(Extracted text)

The Swiss franc is known as a “safe haven” currency, meaning that in times of global economic turmoil it tends to experience an influx of investment and, in turn, strengthen. The clearest recent example of this was the Great Recession of 2007-2008 when the US dollar was on the back foot against the Swiss currency from the beginning of 2007 until the middle of 2008. Normally, the Japanese yen is also considered a safe-haven currency. Compare the value of a dollar in 2007, at 120 yen, to its value in 2009, at 90 yen. Again, we see that the turmoil of the Recession drove traders to purchase the yen, driving up its value against the dollar. When the world economy recovered after the Recession, the yen promptly began to lose its value. The yen was led further down this path by the quantitative easing done by the Bank of Japan in 2013.
When it comes to the currency pairs USD/CHF and USD/JPY, another important factor is the difference between the US Federal Reserve’s interest rate, on the one hand, and that of the Swiss National Bank (SNB) or the Bank of Japan, on the other. If the SNB raises its interest rates, traders may be drawn to purchase the franc, thus strengthening its value and weakening the USD/CHF pair. Analysts are presently considering when the US Federal Reserve will raise its interest rates, which the Federal Open Market Committee expects to occur near the end of 2022. This is the kind of event that could strengthen the dollar and could impact currency pairs like USD/CHF and USD/JPY. Let’s review the recent performance of these forex trading pairs and see what to expect in the coming months.
August and September
The US Federal Reserve has been clear on its position that its continued handing out of pandemic support depends on the employment situation in America. In early August, a promising US jobs report came in, indicating that 943,000 Americans had been employed in July, exceeding the expected increase of 870,000 quite significantly. Richard Clarida, Vice Chairman of the US Federal Reserve, suggested that late 2022 might be the time to expect interest rate hikes. All this gave fuel to the American currency, which strengthened against the Swiss and Japanese currencies more than they had done since June. More specifically, the dollar rose 0.9% against the franc and 0.4% against the yen.
However, when September came around, it brought with it a less impressive ADP jobs report, indicating that there had been 374,000 employments made, much less than the expected 613,000. Since Federal Reserve Chairman Jerome Powell had said asset-purchase tapering would only begin when sufficient employment had been made, traders grew doubtful that the Fed was ready to slow its stimulus packages. The dollar remained weak against the yen for a two-week period.

(End Extracted text)
(Material provided)

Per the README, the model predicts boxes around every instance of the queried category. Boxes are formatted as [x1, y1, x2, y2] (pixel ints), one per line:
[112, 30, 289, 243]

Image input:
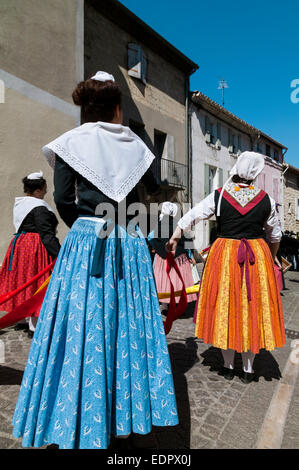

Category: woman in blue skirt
[13, 72, 178, 449]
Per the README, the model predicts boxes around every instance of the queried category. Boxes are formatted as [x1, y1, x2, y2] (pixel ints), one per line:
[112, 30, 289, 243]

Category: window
[228, 129, 236, 153]
[154, 129, 167, 158]
[273, 178, 278, 202]
[258, 173, 266, 191]
[128, 43, 147, 84]
[204, 164, 223, 196]
[256, 142, 263, 153]
[129, 119, 145, 140]
[238, 135, 242, 152]
[205, 116, 215, 144]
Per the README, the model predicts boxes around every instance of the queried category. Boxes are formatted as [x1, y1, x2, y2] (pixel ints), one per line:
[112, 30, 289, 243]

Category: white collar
[13, 196, 54, 232]
[42, 121, 155, 202]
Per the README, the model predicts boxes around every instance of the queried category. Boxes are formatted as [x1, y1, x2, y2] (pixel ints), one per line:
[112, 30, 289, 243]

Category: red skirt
[0, 232, 52, 316]
[154, 253, 197, 304]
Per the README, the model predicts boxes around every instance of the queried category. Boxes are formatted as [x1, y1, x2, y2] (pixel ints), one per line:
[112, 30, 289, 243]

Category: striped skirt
[0, 232, 52, 313]
[195, 238, 285, 354]
[154, 253, 197, 304]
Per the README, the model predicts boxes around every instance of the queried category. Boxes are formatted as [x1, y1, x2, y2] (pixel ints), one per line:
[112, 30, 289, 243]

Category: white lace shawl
[42, 121, 155, 202]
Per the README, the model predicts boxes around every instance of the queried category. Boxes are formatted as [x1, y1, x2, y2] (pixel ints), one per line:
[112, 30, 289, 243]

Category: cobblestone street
[0, 272, 299, 449]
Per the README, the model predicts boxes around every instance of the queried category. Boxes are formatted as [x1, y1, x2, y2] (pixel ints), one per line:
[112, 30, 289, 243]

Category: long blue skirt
[13, 218, 178, 449]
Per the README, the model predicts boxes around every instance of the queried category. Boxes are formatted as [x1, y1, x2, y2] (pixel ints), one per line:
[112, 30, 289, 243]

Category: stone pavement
[0, 272, 299, 449]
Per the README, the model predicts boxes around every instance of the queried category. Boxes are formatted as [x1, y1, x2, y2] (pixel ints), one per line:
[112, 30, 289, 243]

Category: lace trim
[43, 144, 154, 202]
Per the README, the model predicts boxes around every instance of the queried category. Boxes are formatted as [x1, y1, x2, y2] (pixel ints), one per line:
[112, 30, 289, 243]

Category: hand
[165, 238, 178, 253]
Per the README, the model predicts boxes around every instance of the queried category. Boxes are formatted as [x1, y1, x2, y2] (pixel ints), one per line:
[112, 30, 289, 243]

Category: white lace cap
[230, 152, 265, 181]
[91, 71, 115, 82]
[27, 170, 44, 180]
[159, 201, 178, 222]
[216, 151, 265, 217]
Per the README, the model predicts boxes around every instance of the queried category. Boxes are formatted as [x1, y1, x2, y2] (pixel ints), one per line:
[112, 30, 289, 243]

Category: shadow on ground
[0, 365, 24, 385]
[132, 338, 199, 449]
[201, 346, 281, 382]
[155, 338, 199, 449]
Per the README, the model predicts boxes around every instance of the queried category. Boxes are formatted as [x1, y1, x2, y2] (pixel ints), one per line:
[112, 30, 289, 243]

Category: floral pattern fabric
[13, 219, 178, 449]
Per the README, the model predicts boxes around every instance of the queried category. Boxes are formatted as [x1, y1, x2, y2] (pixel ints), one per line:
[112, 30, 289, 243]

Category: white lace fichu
[43, 122, 155, 202]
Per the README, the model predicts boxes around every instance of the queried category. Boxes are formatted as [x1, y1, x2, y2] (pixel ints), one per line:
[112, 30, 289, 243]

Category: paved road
[0, 272, 299, 449]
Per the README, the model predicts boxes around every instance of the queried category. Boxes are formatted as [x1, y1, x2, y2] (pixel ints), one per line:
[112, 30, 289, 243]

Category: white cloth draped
[43, 121, 155, 202]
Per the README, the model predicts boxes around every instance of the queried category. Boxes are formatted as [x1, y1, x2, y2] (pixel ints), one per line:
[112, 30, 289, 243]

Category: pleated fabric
[195, 238, 285, 354]
[0, 232, 52, 312]
[13, 219, 178, 449]
[154, 253, 197, 303]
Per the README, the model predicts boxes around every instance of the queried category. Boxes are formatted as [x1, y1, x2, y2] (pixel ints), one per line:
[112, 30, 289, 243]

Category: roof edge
[89, 0, 199, 75]
[191, 90, 288, 150]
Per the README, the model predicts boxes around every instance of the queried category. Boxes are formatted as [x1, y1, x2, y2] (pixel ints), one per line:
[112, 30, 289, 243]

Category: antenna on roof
[218, 78, 228, 106]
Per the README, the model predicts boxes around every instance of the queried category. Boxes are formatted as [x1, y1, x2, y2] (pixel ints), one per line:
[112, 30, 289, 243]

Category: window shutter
[163, 134, 175, 161]
[218, 168, 223, 188]
[217, 122, 221, 142]
[141, 50, 147, 85]
[128, 43, 142, 78]
[205, 116, 210, 134]
[238, 135, 242, 151]
[273, 178, 278, 202]
[204, 163, 210, 197]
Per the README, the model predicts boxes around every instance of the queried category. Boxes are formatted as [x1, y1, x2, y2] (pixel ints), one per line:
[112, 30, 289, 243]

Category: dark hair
[22, 176, 47, 194]
[72, 78, 122, 122]
[232, 175, 252, 184]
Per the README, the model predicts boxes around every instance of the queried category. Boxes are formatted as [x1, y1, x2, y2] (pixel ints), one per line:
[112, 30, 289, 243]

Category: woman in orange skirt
[166, 152, 285, 383]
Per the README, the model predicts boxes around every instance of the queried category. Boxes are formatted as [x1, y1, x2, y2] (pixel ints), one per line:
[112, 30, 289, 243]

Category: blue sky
[121, 0, 299, 168]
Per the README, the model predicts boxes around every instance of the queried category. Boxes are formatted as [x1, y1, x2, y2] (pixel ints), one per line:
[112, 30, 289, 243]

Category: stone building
[84, 0, 198, 206]
[190, 91, 286, 253]
[283, 164, 299, 236]
[0, 0, 198, 260]
[0, 0, 83, 263]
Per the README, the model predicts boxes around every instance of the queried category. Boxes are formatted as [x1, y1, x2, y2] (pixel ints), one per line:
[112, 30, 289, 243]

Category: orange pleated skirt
[195, 238, 285, 354]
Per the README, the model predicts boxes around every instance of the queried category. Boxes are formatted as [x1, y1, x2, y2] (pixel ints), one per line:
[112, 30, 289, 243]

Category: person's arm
[32, 206, 60, 259]
[53, 155, 79, 227]
[264, 196, 282, 261]
[166, 192, 216, 251]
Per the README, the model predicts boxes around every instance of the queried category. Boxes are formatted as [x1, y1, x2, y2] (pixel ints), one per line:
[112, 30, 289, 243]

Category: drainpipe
[280, 164, 290, 232]
[185, 75, 191, 202]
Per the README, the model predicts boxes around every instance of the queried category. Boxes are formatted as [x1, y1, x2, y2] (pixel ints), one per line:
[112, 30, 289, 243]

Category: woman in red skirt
[0, 172, 60, 337]
[148, 201, 197, 310]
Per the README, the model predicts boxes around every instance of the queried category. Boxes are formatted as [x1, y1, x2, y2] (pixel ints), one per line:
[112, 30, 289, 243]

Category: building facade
[84, 0, 198, 206]
[190, 92, 286, 253]
[0, 0, 198, 259]
[283, 164, 299, 237]
[0, 0, 83, 263]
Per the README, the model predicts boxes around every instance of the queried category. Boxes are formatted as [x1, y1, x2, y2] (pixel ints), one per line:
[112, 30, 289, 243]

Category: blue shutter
[128, 43, 142, 78]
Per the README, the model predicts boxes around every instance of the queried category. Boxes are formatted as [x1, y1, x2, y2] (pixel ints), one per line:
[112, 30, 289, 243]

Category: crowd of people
[0, 72, 285, 449]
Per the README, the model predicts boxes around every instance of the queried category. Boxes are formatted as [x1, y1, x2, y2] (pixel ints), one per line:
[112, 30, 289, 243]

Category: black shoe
[14, 323, 29, 331]
[218, 367, 235, 380]
[240, 371, 254, 384]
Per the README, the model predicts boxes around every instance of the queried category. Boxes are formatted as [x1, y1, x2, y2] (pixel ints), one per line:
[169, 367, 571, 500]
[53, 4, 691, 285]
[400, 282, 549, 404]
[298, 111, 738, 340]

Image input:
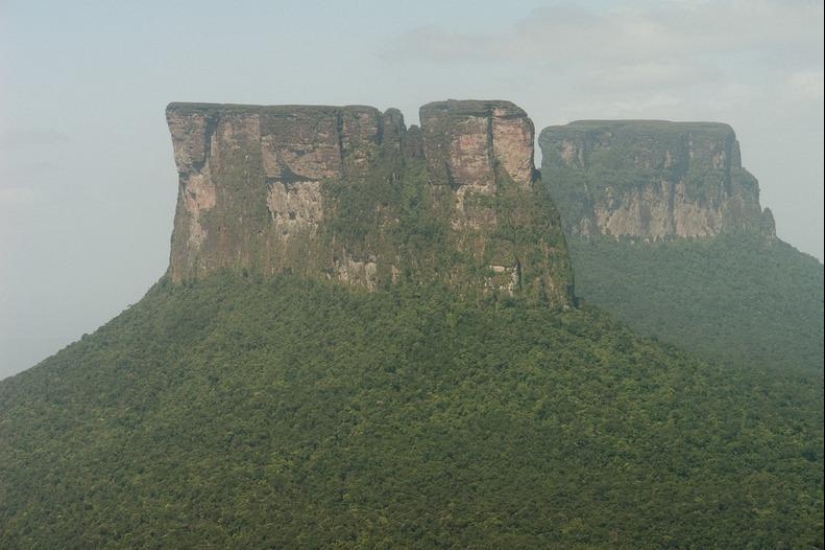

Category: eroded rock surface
[539, 121, 775, 241]
[167, 100, 573, 305]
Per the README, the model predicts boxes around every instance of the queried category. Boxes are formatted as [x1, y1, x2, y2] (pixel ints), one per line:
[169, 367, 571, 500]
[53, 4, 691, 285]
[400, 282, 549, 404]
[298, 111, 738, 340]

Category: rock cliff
[539, 121, 775, 241]
[166, 100, 573, 306]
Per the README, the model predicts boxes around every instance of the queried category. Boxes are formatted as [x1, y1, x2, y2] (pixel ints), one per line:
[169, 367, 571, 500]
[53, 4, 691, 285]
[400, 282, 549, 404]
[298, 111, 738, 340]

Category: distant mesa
[539, 120, 776, 241]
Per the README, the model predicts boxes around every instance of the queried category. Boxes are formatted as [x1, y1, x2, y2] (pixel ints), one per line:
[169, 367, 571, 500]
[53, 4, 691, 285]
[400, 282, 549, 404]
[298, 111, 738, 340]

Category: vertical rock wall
[539, 121, 774, 240]
[167, 100, 572, 305]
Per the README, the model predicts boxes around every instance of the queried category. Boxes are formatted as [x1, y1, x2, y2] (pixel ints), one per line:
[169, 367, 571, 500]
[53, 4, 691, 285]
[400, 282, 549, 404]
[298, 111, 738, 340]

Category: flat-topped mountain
[539, 120, 823, 372]
[0, 101, 825, 550]
[167, 100, 572, 305]
[539, 120, 775, 240]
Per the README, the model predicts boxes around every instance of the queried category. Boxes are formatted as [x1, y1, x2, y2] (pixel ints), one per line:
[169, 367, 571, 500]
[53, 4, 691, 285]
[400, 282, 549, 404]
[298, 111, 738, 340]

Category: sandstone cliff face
[167, 100, 572, 306]
[539, 121, 775, 241]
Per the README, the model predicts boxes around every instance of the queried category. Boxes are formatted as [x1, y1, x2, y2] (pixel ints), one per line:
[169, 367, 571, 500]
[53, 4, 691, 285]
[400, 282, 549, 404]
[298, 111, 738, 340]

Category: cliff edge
[539, 120, 776, 241]
[166, 100, 573, 306]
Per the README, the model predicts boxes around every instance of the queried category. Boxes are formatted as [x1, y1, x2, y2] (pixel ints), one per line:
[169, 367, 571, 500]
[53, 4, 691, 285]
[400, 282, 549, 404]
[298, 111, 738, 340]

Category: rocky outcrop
[420, 100, 535, 228]
[167, 100, 572, 305]
[539, 121, 775, 241]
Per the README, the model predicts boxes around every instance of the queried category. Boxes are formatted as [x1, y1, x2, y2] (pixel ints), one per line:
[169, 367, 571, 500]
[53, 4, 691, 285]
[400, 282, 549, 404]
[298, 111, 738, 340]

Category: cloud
[585, 61, 720, 91]
[786, 70, 825, 104]
[0, 128, 71, 151]
[387, 0, 823, 66]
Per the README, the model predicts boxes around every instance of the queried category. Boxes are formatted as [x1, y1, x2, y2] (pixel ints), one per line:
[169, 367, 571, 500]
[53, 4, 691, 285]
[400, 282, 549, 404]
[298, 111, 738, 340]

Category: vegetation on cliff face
[167, 101, 573, 307]
[540, 121, 824, 372]
[0, 274, 823, 548]
[569, 233, 825, 373]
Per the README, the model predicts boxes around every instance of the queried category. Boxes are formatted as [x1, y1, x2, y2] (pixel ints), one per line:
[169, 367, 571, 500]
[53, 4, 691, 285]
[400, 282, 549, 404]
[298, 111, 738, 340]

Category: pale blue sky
[0, 0, 823, 378]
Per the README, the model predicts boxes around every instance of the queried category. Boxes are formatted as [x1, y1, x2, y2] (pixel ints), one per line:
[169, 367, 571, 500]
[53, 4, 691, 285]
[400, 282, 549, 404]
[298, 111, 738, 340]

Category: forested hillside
[0, 274, 823, 548]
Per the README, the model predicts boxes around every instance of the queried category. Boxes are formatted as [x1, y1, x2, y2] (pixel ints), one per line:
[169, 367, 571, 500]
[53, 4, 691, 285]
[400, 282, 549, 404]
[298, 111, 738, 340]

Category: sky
[0, 0, 825, 378]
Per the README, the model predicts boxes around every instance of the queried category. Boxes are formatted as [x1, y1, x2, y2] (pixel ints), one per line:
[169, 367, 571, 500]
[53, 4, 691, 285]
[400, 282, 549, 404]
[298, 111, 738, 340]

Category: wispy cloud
[384, 0, 823, 95]
[0, 128, 71, 151]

(End Material provided)

Task list:
1. List every central bank named in the text on the Swiss franc and the Japanese yen.
2. Write the next part of the text on the Swiss franc and the Japanese yen against the US dollar, picking up after its last sentence.
These records were taken from a different source than the text above.

Answers:
1. US Federal Reserve, Swiss National Bank (SNB), Bank of Japan

2.
October and Beyond
By October 8th, volatility had returned when USD/CHF price went down 0.35% since the beginning of the month. Indeed, the next twelve months is a period when many analysts expect the dollar to weaken against other currencies. According to a Reuters analyst poll, however, this weakening is now expected to be milder than was believed in September. In another poll, most analysts admitted they were uncertain whether or not the dollar could weaken over this time period. David Adams of Morgan Stanley feels a bit more confident about the dollar. “We continue to be dollar bullish, particularly versus the low yielding funding currencies – that would be the yen and the euro,” he said.
Speaking of the yen, the days from September 22nd to 24th saw the dollar strengthen powerfully against the Japanese currency, as the USD/JPY rose from 109.12 to 110.79 and then 113.49. In general, a common trend is for the yen to weaken when the global economy gets stronger. Also, a stronger US economy would strengthen the dollar. Therefore, those in the forex trading market should keep an eye on the rebound of the American economy. Needless to say, statements from the US Federal Reserve are important news too.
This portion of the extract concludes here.